_分析対象の文章_
───

静かな時間の中で
某大学病院の病室。
痩せ細った体をベッドに横たわらせ、
眼力を何処かに忘れてきたかのように、
虚空の一点をみつめる彼は、
前回電話で話した時よりもはるかに弱々しく
なってしまった声でボクに言う。
「このMP3プレーヤー・・・壊れちゃった・・・みたいなの・・・。
新しいの・・・買ってさ・・・、音楽・・・入れて来てくれる?
複雑なのは・・・イヤよ・・・。ボタンの・・・少ないの・・・・。」
「了解!! 明日にはちゃんと入れて持ってくるね。」
「ツカサ・・・。アンタ・・・いつも・・・、
返事だけは・・・いいけどね・・・。」
「あーはいはい。それより簡単にくたばられたら、こっちも
マレーシア行ってすぐ帰って来なきゃいかんなるし、
頑張ってよ。」
「解ってるわよ・・・。
それより・・・早く・・・買ってきて・・・ちょーだいよ・・・
・・・M・・・P・・・3・・・。」
病室に居る誰もが笑う。
この期に及んでも、ボクらは笑い合っている。
夕暮れ色の空に東京タワーが浮かぶ日曜日________。

───

_提供された一覧_
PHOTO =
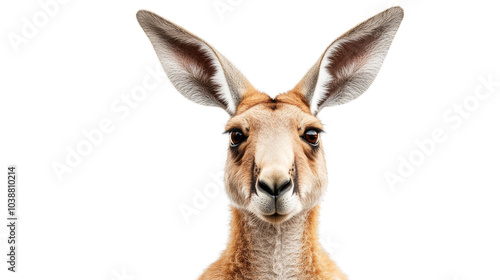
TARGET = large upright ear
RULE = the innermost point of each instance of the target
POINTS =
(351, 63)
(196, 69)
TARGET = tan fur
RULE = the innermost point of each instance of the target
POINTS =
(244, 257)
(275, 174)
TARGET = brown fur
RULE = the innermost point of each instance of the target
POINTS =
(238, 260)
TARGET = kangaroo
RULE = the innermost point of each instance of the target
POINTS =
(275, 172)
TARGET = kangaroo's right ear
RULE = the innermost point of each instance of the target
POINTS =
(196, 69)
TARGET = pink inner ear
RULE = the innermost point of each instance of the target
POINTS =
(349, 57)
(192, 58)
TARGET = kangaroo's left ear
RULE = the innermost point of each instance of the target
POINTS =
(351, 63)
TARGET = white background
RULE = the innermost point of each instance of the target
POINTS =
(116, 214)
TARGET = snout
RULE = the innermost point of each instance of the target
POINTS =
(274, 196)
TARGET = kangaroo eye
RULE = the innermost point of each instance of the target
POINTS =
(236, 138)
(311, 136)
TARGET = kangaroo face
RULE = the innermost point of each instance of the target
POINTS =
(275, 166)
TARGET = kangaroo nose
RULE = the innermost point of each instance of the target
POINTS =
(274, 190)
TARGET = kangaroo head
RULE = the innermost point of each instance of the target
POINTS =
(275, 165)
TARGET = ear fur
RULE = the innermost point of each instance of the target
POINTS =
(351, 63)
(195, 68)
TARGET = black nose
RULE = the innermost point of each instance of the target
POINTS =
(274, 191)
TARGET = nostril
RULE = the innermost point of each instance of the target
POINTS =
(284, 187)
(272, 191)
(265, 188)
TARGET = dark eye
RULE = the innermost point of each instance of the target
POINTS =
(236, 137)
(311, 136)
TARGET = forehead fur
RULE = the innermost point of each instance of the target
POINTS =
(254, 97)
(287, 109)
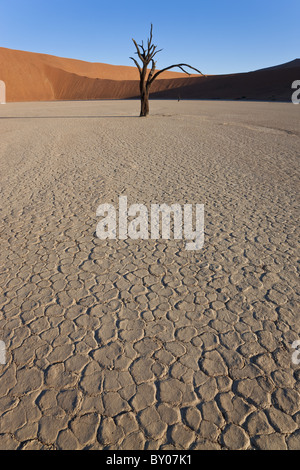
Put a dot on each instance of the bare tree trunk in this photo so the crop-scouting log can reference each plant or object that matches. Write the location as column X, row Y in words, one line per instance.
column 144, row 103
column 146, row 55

───

_課題_
分析対象の文章の「新しいの・・・買ってさ・・・、音楽・・・入れて来てくれる?」から「病室に居る誰もが笑う。」までを、「マレーシア」を「タイ」に置き換えて書き直してください。 一覧はこの作業にはまったく関わりません。

_解答_
新しいの・・・買ってさ・・・、音楽・・・入れて来てくれる?
複雑なのは・・・イヤよ・・・。ボタンの・・・少ないの・・・・。」
「了解!! 明日にはちゃんと入れて持ってくるね。」
「ツカサ・・・。アンタ・・・いつも・・・、
返事だけは・・・いいけどね・・・。」
「あーはいはい。それより簡単にくたばられたら、こっちも
タイ行ってすぐ帰って来なきゃいかんなるし、
頑張ってよ。」
「解ってるわよ・・・。
それより・・・早く・・・買ってきて・・・ちょーだいよ・・・
・・・M・・・P・・・3・・・。」
病室に居る誰もが笑う。